Sacramento -- Gov. Arnold Schwarzenegger today proposed upending just about every portion of the healthcare industry in one of the country's most elaborate efforts at holding down medical costs and expanding insurance to those who don't have it.

Schwarzenegger's plan, which he publicly unveiled at noon, would require employers with 10 workers or more to buy insurance for their workers or pay a fee of 4% of their payroll into a program to help provide coverage for the uninsured.

Schwarzenegger would tax doctors 2% of their gross revenue and place a 4% tax on hospitals. He campaigned for reelection on an anti-tax platform, but his administration argues that so many more people would have insurance that medical providers would make more money.

The governor also wants to ban insurers from refusing to offer coverage to some individuals because of their prior medical conditions. Insurers would also have to spend at least 85% of their premium revenues on patient care, a move that would limit the amount companies spend on administrative costs and profits.

In an effort to cover all Californian children, including ones in the state illegally, Schwarzenegger's plan would expand the state's Healthy Families program, providing insurance to children whose parents make less than three times the poverty level. That works out to about $60,000 for a family of four.

And Schwarzenegger said his plan would require every Californian to have health insurance.

"If you can't afford it, the state will help you buy it," he said, "but you must be insured."

Schwarzenegger called the delivery and payment of healthcare in California "disastrous," noting that nearly 1 in 5 residents is uninsured.

"The problem with that is, of course, that the rest of the people who have insurance pay for them," said the governor. "Those that are fortunate enough to have coverage - we are paying a hidden tax."

Schwarzenegger spoke by satellite from Los Angeles. Doctors treating his broken leg have ordered him not to fly more than once a week. The governor will fly to Sacramento on Tuesday to deliver his annual State of the State address.

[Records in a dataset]
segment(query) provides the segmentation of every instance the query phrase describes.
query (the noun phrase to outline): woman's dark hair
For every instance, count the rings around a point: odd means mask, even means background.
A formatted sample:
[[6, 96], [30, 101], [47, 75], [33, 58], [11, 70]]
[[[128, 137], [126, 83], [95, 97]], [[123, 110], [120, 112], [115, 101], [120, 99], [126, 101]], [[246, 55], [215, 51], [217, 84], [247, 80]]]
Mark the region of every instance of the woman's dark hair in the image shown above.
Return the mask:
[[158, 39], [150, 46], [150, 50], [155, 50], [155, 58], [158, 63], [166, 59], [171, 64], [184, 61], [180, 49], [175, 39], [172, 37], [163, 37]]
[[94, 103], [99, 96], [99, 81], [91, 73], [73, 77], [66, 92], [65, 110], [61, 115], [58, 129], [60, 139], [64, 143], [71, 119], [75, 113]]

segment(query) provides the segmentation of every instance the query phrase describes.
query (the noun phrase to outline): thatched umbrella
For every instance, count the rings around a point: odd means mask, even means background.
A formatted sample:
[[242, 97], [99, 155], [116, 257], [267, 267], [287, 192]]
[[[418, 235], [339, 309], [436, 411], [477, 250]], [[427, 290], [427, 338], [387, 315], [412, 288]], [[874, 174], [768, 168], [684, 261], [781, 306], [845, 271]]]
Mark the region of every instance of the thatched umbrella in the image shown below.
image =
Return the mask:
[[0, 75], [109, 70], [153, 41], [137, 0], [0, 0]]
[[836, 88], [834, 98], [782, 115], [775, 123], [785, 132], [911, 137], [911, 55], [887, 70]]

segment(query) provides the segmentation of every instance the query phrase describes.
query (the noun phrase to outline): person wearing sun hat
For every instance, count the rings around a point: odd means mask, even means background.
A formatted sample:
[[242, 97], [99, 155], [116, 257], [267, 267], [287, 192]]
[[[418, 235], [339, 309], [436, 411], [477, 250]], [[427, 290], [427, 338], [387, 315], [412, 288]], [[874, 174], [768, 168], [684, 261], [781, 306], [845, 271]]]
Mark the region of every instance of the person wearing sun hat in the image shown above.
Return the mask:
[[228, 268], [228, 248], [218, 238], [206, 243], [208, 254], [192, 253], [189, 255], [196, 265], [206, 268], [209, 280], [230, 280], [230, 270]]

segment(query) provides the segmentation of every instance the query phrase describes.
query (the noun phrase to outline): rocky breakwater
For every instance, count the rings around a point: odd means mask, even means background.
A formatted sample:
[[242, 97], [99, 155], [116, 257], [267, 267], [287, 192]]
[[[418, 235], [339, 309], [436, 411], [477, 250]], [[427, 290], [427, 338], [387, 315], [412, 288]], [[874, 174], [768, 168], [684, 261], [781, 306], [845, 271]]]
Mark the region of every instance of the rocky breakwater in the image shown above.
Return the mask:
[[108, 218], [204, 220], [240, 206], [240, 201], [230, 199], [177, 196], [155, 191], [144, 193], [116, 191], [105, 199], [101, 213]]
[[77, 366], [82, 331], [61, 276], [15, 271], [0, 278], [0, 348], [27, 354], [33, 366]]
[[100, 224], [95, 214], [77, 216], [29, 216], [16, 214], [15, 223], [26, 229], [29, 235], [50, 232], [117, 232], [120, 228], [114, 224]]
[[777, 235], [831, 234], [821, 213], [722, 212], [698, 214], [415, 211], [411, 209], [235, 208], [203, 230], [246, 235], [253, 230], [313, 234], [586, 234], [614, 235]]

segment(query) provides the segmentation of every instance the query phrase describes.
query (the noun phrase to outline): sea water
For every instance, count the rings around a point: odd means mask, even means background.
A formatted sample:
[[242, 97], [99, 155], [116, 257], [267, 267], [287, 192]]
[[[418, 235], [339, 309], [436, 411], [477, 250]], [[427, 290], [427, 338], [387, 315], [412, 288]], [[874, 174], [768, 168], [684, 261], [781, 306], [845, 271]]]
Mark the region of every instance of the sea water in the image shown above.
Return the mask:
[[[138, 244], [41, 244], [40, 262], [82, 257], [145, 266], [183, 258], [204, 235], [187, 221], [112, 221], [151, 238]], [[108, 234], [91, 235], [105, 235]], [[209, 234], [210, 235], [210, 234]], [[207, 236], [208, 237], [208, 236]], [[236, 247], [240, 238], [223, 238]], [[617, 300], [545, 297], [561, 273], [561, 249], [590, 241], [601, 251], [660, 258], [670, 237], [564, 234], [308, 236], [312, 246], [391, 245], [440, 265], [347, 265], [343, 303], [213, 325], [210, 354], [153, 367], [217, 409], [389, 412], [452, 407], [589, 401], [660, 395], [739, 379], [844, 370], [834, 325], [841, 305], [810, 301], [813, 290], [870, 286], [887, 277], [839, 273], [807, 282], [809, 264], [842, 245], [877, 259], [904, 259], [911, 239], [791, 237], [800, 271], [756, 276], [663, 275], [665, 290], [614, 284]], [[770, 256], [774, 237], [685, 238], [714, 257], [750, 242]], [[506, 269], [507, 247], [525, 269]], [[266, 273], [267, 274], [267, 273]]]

---

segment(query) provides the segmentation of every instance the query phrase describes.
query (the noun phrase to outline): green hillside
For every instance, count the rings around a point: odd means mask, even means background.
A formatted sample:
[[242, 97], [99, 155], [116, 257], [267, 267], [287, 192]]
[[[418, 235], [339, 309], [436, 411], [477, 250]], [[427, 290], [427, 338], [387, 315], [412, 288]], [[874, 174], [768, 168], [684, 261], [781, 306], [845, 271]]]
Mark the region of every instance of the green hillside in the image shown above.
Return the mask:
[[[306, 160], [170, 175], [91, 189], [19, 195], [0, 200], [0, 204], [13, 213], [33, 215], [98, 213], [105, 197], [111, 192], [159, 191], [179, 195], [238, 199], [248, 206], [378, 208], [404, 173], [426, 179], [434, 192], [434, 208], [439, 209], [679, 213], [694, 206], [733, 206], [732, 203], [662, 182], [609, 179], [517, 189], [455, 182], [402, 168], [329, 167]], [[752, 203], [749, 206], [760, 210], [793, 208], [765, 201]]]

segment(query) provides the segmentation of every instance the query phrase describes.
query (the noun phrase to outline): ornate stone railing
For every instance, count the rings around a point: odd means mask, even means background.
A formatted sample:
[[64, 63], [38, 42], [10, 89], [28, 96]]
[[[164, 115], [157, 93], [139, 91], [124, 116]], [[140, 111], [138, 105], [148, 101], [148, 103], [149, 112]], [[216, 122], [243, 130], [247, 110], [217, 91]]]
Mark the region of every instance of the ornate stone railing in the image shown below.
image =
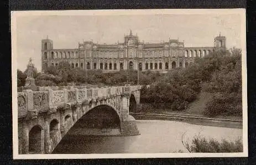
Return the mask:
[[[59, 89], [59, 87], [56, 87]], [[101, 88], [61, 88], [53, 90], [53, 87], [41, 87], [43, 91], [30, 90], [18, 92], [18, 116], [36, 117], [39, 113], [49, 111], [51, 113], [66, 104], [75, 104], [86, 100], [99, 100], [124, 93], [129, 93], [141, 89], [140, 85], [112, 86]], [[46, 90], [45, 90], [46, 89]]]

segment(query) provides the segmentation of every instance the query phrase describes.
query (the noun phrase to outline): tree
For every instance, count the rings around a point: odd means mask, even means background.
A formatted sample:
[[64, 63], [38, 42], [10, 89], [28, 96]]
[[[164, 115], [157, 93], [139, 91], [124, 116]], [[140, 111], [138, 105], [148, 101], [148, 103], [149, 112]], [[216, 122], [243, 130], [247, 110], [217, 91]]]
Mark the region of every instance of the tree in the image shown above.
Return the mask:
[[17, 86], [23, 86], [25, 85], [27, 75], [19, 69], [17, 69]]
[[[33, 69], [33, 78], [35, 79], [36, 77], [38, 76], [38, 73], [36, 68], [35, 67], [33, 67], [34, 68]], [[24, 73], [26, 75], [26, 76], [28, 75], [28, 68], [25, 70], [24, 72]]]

_WHAT THIS EXERCISE ASKS_.
1. List every percentage figure in the article on Schwarzenegger's healthcare plan, with what each one applies to.
2. In the healthcare plan article, which employers would have to insure their workers or pay the fee?
3. Continue the article on Schwarzenegger's healthcare plan, starting after its final sentence.

_RESPONSES FOR EACH TASK_.
1.
- 4%: the payroll fee for employers that don't buy insurance for their workers
- 2%: the tax on doctors' gross revenue
- 4%: the tax on hospitals
- 85%: the minimum share of premium revenues insurers would have to spend on patient care

2. Employers with 10 workers or more.

3.
All of these ideas are sure to engender opposition from the healthcare industry and their allies in the Legislature, which must approve any plan before it becomes law.

Anticipating a hostile reaction to his plan from many quarters, Schwarzenegger said that although it appears that some people lose and others win under this proposal, in fact the whole system would benefit.

"Everyone has been left here with a better deal," he said.

But Republican lawmakers and business groups have long argued against additional requirements on employers.

Two hours before Schwarzenegger unveiled his plan, Assembly Republican Leader Mike Villines (R-Clovis) joined with a trio of small business owners in a Thai restaurant a few blocks from the Capitol to announce that his caucus will resist any plan that places a mandate on employers. He called such mandates a "job tax," and stood at a podium alongside a large poster with those words circled and crossed through in red.

"If we put any form of mandate on a business, we are seeing a jobs tax," he said. "This isn't a philosophical discussion. This is a jobs discussion. This is the difference between employees having a job and a jobs tax that says no to that."

The governor's plan matches some elements of proposals put forth last month by the Legislature's top two Democrats. All plans build on an existing system, in which 71% of California employers offer workers health insurance.

All plans also include a "pay or play" element by which employers who don't offer health benefits must pay a fee to a state agency that would then negotiate with private insurers for worker coverage.

Last month, Senate President Pro Tem Don Perata (D-Oakland) proposed taxing workers and employers to cover an estimated 4.2 million of 6 million uninsured Californians, with a requirement that all employers - even those with a single employee - offer health insurance or pay the state a percentage of payroll. Perata would also require workers to prove when they pay taxes that they have health insurance.

The plan of Assembly Speaker Fabian Nunez (D-Los Angeles) would not force workers to show they have health insurance. He would exempt businesses with less than two workers, those with a payroll less than $100,000 and firms less than three years old.

This afternoon, Nunez called Schwarzenegger's plan "pretty much in sync with the proposal I laid out in December." He also called it "a good start."

Schwarzenegger agrees with Assembly Democrats, Nunez said, on many areas, including giving all California children health insurance, requiring insurers to accept all people regardless of their health status and requiring employers to either offer health benefits or help pay the cost of extending it to their workers.

"When it's all said and done, employers in California will pay a portion of their payroll deductions toward the cost of insuring their employees," said Nunez. "That will happen."

The speaker said the governor's plan could pass the Legislature on a simple-majority vote, which would not require any Republican support.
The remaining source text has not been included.